PAGE:
--------------------------------------------------
By Jen Fischer - Special to the Standard-Examiner | May 26, 2023

Photo supplied

Jen Fischer

There’s no place like home. Stated three times while donning ruby slippers and tapping the heels together may or may not get you back to Kansas. Either way, everyone, eventually, will want to go back to a place they call home.

For Dorothy, home was a wood-framed farmhouse in the middle of a nameless wind-torn city in Kansas. Lifted away by a tornado and thrown into the strange and esoteric land of Oz, where monkeys fly and brainless scarecrows sing, Dorothy quickly becomes quite homesick. Frankly, I would have as well, given the circumstances. The whole story never really settled right with me. Toto will always hold a special place in my heart, but other than that, I never felt enriched by the fantastical narrative.

While it may seem a stretch, these thoughts occurred to me while visiting my mom on Mother’s Day (i.e., Female Parent Guilt Day, as I like to call it). My mom began life in an oversized bungalow in the center of Salt Lake City surrounded by seven siblings and a couple of traditional parents. Her father was an elementary school principal, and her mother was a member of the Mormon Tabernacle Choir and stay-at-home mom, when she wasn’t traveling with the choir. She lived in this home until she got married at the age of 20.

After leaving home, my mom and dad called many different places home for the first several years of their marriage. Apart from a stint in Arizona, they lived in several rental homes in Salt Lake. Although each of those homes was “home” for them, it was difficult to settle knowing the place was not theirs. Once I came along, home for me was wherever my mom was.

Some eight years into their marriage, my mom and dad divorced. At that point, our home became the basement apartment of a triplex owned by my grandpa on the corner of 11th East and Fourth South in Salt Lake. Although my mom didn’t own this home, this was a place we settled in. My two sisters and I loved it there. We had no money, no air conditioning and little space to move around in, but we felt safe, loved and well-cared for.

A year and a half into our lives of bliss, my mom married my stepdad. At this point, our new blended family of nine moved to Bountiful, where two more children would join us. This was my mom’s first taste of homeownership. She would reside here until most of us had grown up and moved out. This home held few good memories for any of us, but especially for my mom. However, she did the best she could to make this place a home for all of us.

When I was 21 years old, my mom divorced my stepdad and eventually moved back to Salt Lake. Here, she made home in a townhouse with an unfinished basement. She finished the basement herself and cared for my two youngest siblings while teaching school.

Her next house purchase would be one of her biggest adventures as well. She finally married a gentle, kind and loving man and moved to Washington state, where they lived for several more years until they both decided to move back down to Utah and build a home in Farmington.

My current stepdad — the good, kind gentleman that my mom married after I had moved out — cared for my mom well into her years of dementia until he could no longer keep her safe at home. As a family, we agreed to place her in a memory care center where she could receive the level of care she now required. This is where I was on Mother’s Day this year.

After listening to musical performances by kind volunteers and eating some ice cream, my mom asked me to take her home. I walked her back down the hall and into Room 21. This is her home now. She thanked me, laid down on her bed and quickly fell asleep, worn out from the day’s festivities that took place away from her home.

There is truly no place like home. Wherever that may be.
--------------------------------------------------
DATA:
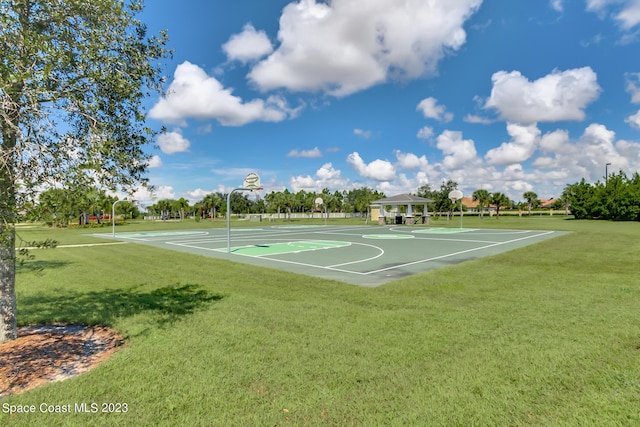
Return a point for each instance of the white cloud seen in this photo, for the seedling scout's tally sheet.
(155, 162)
(346, 46)
(173, 142)
(633, 86)
(194, 94)
(561, 95)
(325, 177)
(459, 153)
(431, 110)
(629, 16)
(553, 141)
(626, 12)
(524, 141)
(379, 170)
(425, 133)
(249, 45)
(305, 153)
(634, 120)
(410, 161)
(557, 5)
(472, 118)
(366, 134)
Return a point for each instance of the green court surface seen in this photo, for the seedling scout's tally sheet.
(362, 255)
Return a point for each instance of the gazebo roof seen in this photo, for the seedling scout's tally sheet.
(402, 199)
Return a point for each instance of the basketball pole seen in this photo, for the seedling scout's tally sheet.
(229, 212)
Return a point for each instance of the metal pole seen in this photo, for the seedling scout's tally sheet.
(229, 216)
(113, 217)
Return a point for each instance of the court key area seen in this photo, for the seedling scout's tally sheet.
(361, 255)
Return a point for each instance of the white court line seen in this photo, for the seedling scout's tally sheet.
(333, 268)
(457, 253)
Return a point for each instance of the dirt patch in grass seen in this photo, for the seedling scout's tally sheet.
(47, 353)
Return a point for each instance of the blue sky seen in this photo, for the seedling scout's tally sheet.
(505, 95)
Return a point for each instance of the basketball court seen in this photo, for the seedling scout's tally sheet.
(361, 255)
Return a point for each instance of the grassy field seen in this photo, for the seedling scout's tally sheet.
(544, 335)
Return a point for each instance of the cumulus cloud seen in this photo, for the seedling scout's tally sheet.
(173, 142)
(431, 110)
(458, 152)
(325, 177)
(410, 161)
(524, 141)
(249, 45)
(379, 170)
(629, 16)
(425, 133)
(345, 46)
(315, 152)
(154, 162)
(633, 86)
(561, 95)
(557, 5)
(366, 134)
(194, 94)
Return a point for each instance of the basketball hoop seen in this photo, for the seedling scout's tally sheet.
(252, 182)
(456, 195)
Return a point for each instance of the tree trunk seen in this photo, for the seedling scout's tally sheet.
(8, 325)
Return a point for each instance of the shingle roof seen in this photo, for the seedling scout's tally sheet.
(402, 199)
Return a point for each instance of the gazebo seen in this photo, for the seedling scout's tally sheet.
(377, 208)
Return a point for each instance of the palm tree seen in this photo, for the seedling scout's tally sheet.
(482, 197)
(530, 197)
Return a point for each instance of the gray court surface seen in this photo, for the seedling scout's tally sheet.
(362, 255)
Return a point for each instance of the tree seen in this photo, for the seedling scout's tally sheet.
(89, 65)
(531, 198)
(482, 197)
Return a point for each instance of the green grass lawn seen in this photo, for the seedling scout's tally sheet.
(544, 335)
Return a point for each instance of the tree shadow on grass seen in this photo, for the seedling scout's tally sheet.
(38, 265)
(163, 305)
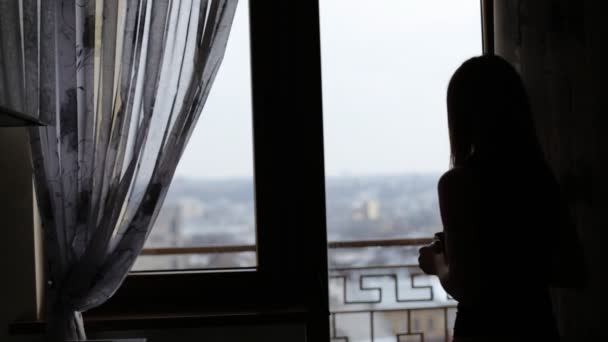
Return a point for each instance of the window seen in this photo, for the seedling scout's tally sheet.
(385, 70)
(210, 206)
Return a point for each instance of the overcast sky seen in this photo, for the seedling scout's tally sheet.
--------------------------------------------------
EXERCISE INSTRUCTIONS:
A) From the essay about home, extract verbatim the passage that opens with the words containing "My current stepdad" and closes with "from her home.".
B) Copy verbatim the portion of the listing that runs from the line containing "Return a point for each instance of the basketball hoop" through the end of the listing, both ends included, and omit any picture from the reproduction.

SOLUTION SET:
A)
My current stepdad — the good, kind gentleman that my mom married after I had moved out — cared for my mom well into her years of dementia until he could no longer keep her safe at home. As a family, we agreed to place her in a memory care center where she could receive the level of care she now required. This is where I was on Mother’s Day this year.

After listening to musical performances by kind volunteers and eating some ice cream, my mom asked me to take her home. I walked her back down the hall and into Room 21. This is her home now. She thanked me, laid down on her bed and quickly fell asleep, worn out from the day’s festivities that took place away from her home.

B)
Return a point for each instance of the basketball hoop seen in this photo, for the seedling scout's tally sheet.
(252, 182)
(456, 195)
Return a point for each instance of the tree trunk seen in this photo, for the seedling scout's tally sheet.
(8, 325)
Return a point for each instance of the shingle roof seen in this photo, for the seedling scout's tally sheet.
(402, 199)
Return a point for each instance of the gazebo seen in this photo, for the seedling scout's tally sheet.
(377, 208)
Return a point for each instance of the palm tree seen in this photo, for the seedling scout's tally sheet.
(482, 197)
(530, 197)
Return a point for each instance of the gray court surface seen in this photo, for the seedling scout's tally sheet.
(362, 255)
Return a point for each instance of the tree seen in this photo, for the seedling scout's tally sheet.
(89, 65)
(531, 198)
(482, 197)
Return a point for each instance of the green grass lawn seen in this photo, for the seedling scout's tally sheet.
(544, 335)
Return a point for each instance of the tree shadow on grass seen in this photo, for the seedling scout's tally sheet.
(38, 265)
(163, 305)
Return a point for each instance of the window seen in this photo, for the seedling scout's tally sheet.
(385, 70)
(210, 206)
Return a point for each instance of the overcast sky seen in this photo, for the seedling scout's tally sheet.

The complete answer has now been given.